§ **Exercise task**
Copy out, word for word, the lines below from the one containing "The service MUST place a point on the jacket" through the last line, inclusive.

§ **Records provided**

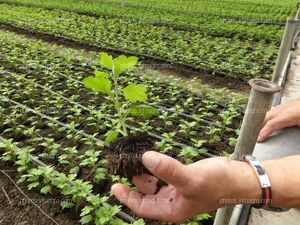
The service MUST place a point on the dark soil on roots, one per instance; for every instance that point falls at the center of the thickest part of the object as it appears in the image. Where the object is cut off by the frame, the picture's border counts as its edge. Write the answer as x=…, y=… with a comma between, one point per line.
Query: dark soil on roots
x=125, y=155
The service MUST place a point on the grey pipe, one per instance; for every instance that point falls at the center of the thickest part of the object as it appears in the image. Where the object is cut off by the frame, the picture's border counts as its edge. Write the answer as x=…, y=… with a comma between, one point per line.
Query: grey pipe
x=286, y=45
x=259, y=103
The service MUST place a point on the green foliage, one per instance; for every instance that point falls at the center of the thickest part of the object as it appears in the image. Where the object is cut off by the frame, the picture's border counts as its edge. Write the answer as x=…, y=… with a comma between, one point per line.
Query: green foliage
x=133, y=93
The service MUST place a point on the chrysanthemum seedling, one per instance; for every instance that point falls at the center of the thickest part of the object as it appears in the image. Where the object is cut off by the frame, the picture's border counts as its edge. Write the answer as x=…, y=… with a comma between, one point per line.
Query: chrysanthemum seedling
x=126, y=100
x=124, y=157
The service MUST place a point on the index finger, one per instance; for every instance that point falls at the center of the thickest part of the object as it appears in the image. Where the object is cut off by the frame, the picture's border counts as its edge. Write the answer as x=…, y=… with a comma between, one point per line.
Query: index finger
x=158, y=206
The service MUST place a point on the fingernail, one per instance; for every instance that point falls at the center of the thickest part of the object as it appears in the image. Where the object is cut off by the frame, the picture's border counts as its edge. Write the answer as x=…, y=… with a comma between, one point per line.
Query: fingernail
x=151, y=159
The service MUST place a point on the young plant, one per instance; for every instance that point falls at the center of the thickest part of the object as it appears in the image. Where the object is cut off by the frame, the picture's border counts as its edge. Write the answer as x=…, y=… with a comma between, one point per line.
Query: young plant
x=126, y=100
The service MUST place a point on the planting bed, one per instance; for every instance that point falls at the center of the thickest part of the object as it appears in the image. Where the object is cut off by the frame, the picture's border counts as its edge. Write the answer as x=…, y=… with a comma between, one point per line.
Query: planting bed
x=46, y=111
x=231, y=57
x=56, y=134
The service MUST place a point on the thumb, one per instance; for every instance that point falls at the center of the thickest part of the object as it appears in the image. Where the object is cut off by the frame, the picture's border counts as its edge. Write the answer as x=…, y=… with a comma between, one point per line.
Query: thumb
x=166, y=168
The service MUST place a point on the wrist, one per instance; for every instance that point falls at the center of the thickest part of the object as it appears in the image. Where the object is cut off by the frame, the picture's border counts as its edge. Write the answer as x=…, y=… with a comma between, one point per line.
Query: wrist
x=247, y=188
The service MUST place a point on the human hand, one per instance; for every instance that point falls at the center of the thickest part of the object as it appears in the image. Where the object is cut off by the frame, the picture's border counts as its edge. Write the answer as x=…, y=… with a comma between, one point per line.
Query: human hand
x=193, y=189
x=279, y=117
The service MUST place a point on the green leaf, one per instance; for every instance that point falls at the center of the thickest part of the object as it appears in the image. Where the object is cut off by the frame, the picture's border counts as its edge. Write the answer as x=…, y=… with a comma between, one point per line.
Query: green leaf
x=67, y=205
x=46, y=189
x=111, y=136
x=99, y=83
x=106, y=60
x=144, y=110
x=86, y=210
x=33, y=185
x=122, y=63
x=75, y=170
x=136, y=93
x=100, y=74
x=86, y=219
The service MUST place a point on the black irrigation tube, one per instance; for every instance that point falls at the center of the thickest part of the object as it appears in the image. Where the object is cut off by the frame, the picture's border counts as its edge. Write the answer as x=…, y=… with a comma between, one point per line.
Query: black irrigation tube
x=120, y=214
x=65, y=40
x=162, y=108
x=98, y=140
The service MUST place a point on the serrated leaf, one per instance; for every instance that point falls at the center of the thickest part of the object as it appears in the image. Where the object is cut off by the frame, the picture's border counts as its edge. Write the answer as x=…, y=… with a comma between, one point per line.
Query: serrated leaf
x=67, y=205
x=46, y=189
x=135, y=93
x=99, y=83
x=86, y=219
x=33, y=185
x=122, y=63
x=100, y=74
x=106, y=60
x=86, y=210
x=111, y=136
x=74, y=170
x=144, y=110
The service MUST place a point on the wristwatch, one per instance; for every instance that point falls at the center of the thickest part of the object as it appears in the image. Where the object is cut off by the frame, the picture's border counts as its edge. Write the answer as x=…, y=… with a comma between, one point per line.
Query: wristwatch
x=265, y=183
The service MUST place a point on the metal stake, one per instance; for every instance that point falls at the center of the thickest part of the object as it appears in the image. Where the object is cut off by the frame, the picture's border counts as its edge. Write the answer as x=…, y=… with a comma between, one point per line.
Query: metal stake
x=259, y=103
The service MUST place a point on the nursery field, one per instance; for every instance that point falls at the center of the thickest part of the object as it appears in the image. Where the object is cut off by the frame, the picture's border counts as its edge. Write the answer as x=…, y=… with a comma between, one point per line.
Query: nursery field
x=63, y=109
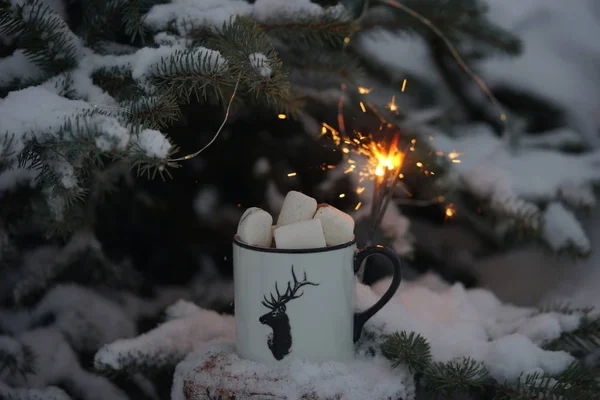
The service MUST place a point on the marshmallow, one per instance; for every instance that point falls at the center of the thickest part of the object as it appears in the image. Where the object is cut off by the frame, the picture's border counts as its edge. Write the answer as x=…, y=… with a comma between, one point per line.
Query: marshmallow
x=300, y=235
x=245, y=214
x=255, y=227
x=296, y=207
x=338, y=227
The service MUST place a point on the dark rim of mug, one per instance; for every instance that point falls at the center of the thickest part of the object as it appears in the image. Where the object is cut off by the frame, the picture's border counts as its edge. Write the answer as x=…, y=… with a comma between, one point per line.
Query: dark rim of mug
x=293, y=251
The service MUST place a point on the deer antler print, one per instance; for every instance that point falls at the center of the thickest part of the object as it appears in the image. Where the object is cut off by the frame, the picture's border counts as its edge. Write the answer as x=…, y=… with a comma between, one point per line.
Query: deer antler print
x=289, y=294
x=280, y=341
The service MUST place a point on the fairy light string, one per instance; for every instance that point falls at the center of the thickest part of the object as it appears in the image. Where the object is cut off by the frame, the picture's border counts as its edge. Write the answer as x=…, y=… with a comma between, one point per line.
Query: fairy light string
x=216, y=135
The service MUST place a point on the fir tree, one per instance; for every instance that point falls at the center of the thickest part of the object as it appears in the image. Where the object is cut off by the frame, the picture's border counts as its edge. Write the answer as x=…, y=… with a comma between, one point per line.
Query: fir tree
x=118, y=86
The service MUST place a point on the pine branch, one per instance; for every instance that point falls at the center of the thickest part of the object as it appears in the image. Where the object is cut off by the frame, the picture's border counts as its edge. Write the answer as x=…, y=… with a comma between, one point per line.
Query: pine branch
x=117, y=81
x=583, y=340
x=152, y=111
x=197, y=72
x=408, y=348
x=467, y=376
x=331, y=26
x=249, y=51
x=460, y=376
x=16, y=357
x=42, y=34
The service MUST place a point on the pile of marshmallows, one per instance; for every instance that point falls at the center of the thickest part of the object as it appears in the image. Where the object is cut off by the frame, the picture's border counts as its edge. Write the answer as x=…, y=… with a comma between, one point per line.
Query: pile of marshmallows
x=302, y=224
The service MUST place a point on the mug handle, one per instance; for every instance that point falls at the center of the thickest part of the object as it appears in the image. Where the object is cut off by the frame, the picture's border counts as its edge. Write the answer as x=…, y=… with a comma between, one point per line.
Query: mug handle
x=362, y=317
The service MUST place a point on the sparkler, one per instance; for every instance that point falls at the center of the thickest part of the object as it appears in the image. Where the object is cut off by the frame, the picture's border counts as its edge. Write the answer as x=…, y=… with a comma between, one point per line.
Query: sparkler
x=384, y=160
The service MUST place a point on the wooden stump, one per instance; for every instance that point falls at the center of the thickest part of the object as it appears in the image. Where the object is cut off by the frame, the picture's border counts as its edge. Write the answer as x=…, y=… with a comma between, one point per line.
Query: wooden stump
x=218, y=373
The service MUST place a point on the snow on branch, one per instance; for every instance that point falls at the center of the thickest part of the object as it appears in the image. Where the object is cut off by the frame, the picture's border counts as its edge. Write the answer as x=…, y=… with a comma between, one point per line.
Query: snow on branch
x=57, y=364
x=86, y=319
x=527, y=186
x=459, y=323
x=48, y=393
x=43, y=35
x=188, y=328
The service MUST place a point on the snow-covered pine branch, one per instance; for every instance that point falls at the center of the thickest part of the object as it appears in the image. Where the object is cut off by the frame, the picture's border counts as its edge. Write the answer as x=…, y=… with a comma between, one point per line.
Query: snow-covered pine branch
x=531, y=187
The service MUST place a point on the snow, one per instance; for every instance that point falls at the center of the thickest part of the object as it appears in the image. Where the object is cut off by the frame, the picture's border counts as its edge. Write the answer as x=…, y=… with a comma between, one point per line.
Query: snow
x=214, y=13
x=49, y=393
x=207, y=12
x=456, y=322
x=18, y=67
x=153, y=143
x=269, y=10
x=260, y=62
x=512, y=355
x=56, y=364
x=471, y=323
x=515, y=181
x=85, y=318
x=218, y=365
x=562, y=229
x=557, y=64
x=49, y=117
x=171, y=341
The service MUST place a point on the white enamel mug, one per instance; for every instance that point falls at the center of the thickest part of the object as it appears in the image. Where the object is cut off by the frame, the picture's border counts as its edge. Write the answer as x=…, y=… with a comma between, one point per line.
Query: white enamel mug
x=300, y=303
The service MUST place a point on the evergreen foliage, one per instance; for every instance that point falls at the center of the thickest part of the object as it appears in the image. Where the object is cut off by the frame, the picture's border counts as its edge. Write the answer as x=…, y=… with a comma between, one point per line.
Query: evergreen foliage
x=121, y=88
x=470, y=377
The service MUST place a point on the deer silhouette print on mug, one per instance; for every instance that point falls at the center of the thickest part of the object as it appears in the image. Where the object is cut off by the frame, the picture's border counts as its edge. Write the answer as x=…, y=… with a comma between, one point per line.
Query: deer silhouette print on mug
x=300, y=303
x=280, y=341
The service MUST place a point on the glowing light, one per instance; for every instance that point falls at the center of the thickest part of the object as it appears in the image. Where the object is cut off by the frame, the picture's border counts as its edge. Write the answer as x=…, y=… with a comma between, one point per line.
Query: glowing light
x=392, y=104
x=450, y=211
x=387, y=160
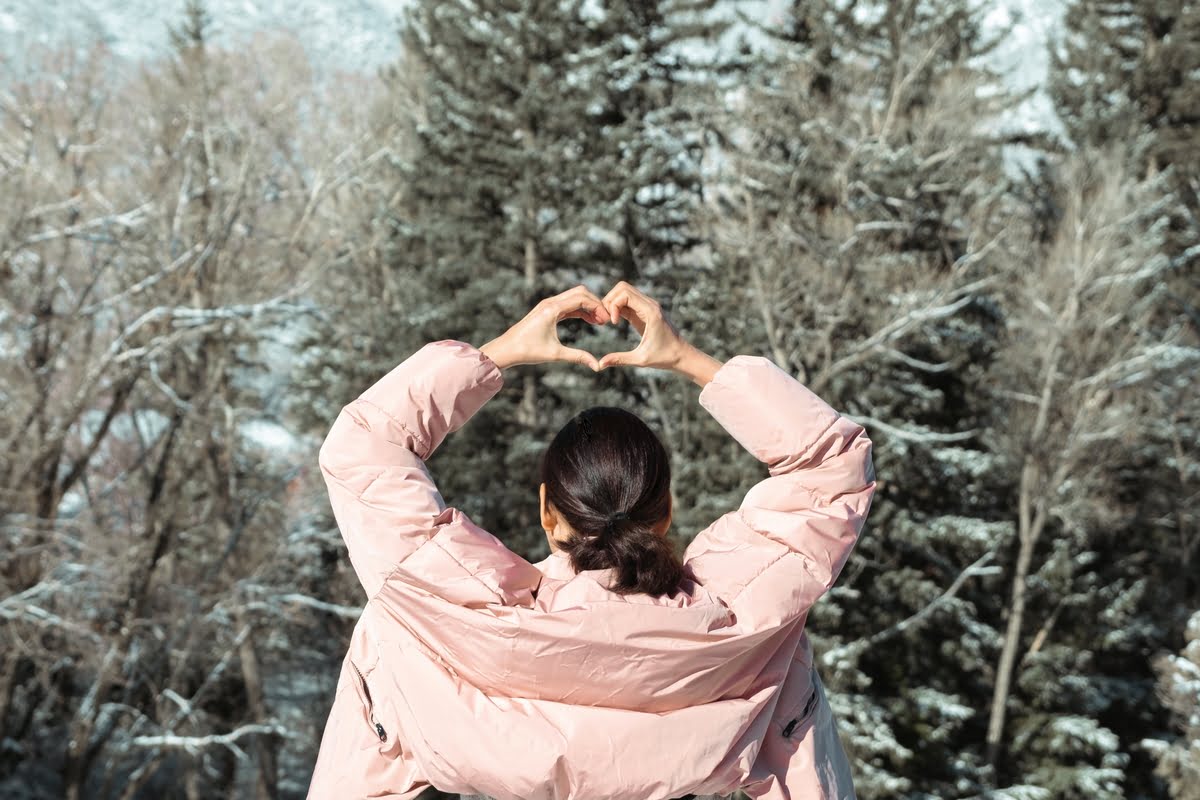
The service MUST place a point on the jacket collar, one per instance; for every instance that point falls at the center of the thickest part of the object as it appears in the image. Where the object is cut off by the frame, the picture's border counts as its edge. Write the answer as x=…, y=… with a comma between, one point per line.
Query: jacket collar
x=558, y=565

§ **Task answer**
The service MUST place a point on the jacket collar, one per instance; for every instance that point falls at the center of the thickest part of the object as it appears in the image. Where the object is cut off by the frame, the picture's border counts as its edge. Write the answer as x=…, y=… with a comma between, one point per line.
Query: jacket collar
x=558, y=565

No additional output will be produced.